**DOCUMENT SECTION**.
#####

V oice Control of Robots and Mobile Machinery
Ruslan Sergeevich Shokhirev Institute of Technical Cybernetics and Informatics, Kazan State Technical University,
Kazan, Russia ruslan.shohirev@gmail.com
Abstract—I develop a system of Russian voice commands recognition. Wavelet transformation is used to analyze the signal key characteristics. Kohonen neural network is used to recognize spoken sound based on these characteristics. Besides, I'll give a brief overview of the current state of the problem of speech recognition
Keywords—speech recognition; voice control; wavelet; neural network
I. Introduction
One of the ways to improve the human-machine interaction is using of voice control interface. This approach allows to control activities of the technical devices in situations where the operator’s hands are busy another work, as well as people with disabilities. In addition, this approach can be used to improve ease of use device.
There are many approaches to solving the problem of voice control at the present moment. There are many speech recognition systems in Russia and in the world. The main problems of modern Russian language recognition systems include the following:
1) Phonetics and semantics of the Russian language be formalized much worse compared with the English language.
2) There has been a little research and produced a few works on the subject of speech recognition in Russia since the USSR. This complicates the task of creating systems of recognition, because there is no well documented theoretical basis and description of modern approaches to solving this problem[1].
3) Existing systems that recognize the Russian language are often built on the principle of client-server, which makes them dependent on availability and quality of communication from global network of Internet. In addition it often puts the user in relation to corporations that own these servers. This is not always possible from the point of view of safety.
The most popular speech recognition systems today can be called the client-server solutions from the corporations Google and Apple: Google Voice Search and Apple Siri. These systems are similar in their work and are based on distributed cloud computing made in corporate date-centers. Systems have extensive vocabularies in different languages, including Russian. The number of recognizable words by Google is hundreds of billion[2]. The main application of these systems is
mobile devices and gadgets. Disadvantages are the dependence on the Internet and corporate data centers.
Both foreign and Russian companies are currently engaged in a number of studies related to speech recognition. However, to date there is no public system of Russian speech recognition.

#####

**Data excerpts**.
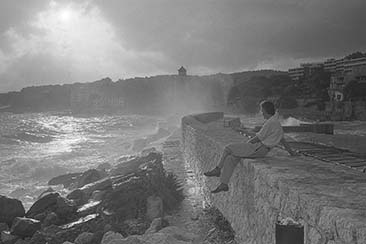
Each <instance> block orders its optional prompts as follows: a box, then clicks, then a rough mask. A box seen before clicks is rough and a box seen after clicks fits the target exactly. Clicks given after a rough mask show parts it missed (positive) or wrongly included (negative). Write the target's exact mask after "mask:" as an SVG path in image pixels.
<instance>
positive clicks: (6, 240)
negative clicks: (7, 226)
mask: <svg viewBox="0 0 366 244" xmlns="http://www.w3.org/2000/svg"><path fill="white" fill-rule="evenodd" d="M19 239H20V237H19V236H16V235H12V234H10V232H9V231H2V232H1V242H2V243H4V244H14V243H15V242H16V241H17V240H19Z"/></svg>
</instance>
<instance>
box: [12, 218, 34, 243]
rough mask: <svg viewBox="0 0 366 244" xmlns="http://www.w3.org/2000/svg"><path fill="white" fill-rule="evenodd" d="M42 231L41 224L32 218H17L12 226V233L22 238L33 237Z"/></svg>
mask: <svg viewBox="0 0 366 244" xmlns="http://www.w3.org/2000/svg"><path fill="white" fill-rule="evenodd" d="M40 229H41V222H40V221H38V220H35V219H30V218H21V217H16V218H15V219H14V222H13V225H12V226H11V229H10V233H11V234H12V235H17V236H20V237H23V238H24V237H31V236H33V234H34V233H36V231H38V230H40Z"/></svg>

#####

**ASSIGNMENT 1**.
Copy the data excerpt entries exactly, from the line containing "</instance>" down through the final line of those entries.
**ASSIGNMENT 2**.
Pick up the text on voice control of robots and mobile machinery where it stops, and extend it.

**RESPONSE 1**.
</instance>
<instance>
box: [12, 218, 34, 243]
rough mask: <svg viewBox="0 0 366 244" xmlns="http://www.w3.org/2000/svg"><path fill="white" fill-rule="evenodd" d="M42 231L41 224L32 218H17L12 226V233L22 238L33 237Z"/></svg>
mask: <svg viewBox="0 0 366 244" xmlns="http://www.w3.org/2000/svg"><path fill="white" fill-rule="evenodd" d="M40 229H41V222H40V221H38V220H35V219H30V218H21V217H16V218H15V219H14V222H13V225H12V226H11V229H10V233H11V234H12V235H17V236H20V237H23V238H24V237H31V236H33V234H34V233H36V231H38V230H40Z"/></svg>

**RESPONSE 2**.
II. Statement of the Problem
One of the applications of speech recognition systems is the control of mobile machines. At present, manual data input from the keyboard, and specialized controllers - joystick are widely used to interaction with mobile machinery. However, there are situations where it is impossible or inefficient to use these interfaces for control. Operator‘s hands may be busy doing other work. For example, voice commands can be used to control external video cameras during outdoor work on the space station, while the operator’s hands are operating the manipulators. Just such systems can be used to control various household devices by people with limited physical abilities. In such systems the reliability speech recognition and independence of the system from external factors plays an important role, even at the expense of the number of recognizable words. On the other side the recognition of spontaneous speech does not required for these systems. They are used to enter predefined control commands in most cases.
Thus had the following research objectives:
1) The developed system must be autonomous and independent. I.e. all calculations related to the speech recognition must be made directly on the device, or on the local server.
2) The developed system should have a limited vocabulary of recognizable words. The system must be universal, namely: adding and removing commands must be performed as quickly as possible.
III. Composition of Speech Recognition Systems
A. General Scheme
In the general case speech recognition system (SRS) can be represented by scheme in figure 1[3]. But some units may be missing or combined into one in real SRS. SRS that used to control some devices requires a limited set of commands, and we can use more simple scheme (figure 2) for our system.
Fig. 1. SRS Common scheme
Fig. 2. Command recognition system scheme
Auxiliary algorithms for pre-filtering and system learning are also used in addition to these basic steps.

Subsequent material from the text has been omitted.